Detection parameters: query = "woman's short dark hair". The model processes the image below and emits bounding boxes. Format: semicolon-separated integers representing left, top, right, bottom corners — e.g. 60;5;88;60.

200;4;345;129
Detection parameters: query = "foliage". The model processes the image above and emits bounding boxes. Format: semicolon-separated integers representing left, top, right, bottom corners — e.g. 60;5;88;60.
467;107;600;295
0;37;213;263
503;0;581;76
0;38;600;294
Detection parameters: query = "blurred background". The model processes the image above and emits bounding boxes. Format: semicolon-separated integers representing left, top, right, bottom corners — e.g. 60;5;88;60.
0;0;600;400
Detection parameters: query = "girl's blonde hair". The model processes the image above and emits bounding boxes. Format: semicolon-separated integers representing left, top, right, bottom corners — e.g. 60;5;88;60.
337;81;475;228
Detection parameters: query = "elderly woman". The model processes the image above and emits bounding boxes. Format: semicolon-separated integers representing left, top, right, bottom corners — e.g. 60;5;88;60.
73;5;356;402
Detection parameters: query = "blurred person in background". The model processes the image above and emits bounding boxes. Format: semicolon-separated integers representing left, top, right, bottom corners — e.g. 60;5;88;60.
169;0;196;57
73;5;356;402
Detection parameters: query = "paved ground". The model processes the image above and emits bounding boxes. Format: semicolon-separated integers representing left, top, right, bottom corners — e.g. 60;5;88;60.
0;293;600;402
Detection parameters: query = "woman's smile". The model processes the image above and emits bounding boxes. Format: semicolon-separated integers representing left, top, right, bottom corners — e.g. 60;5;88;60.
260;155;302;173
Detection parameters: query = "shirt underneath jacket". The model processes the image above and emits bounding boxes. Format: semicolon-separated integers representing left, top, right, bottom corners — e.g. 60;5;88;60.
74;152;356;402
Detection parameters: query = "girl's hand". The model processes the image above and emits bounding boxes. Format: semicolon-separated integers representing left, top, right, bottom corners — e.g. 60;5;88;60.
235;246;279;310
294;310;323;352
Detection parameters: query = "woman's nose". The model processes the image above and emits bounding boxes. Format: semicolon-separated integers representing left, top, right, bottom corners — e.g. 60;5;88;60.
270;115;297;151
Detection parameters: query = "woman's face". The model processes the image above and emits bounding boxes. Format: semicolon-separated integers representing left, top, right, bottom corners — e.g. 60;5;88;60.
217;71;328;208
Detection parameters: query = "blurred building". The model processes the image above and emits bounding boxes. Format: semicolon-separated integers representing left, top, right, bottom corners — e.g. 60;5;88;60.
════
What this task involves:
Locate each line in the entries above that contains the word "background", and copy those lines.

Worked answer:
Detection parameters: query = "blurred background". The model processes the image above and emits bounding boxes. Format: semicolon-separated integers representing left, top, right, bottom corners — e.g. 60;5;88;60.
Detection parameters: query = "blurred person in background". The model processes the image above and emits bounding boxes. Format: semicolon-separated integers representing left, top, right, bottom corners — e.g. 60;5;88;60.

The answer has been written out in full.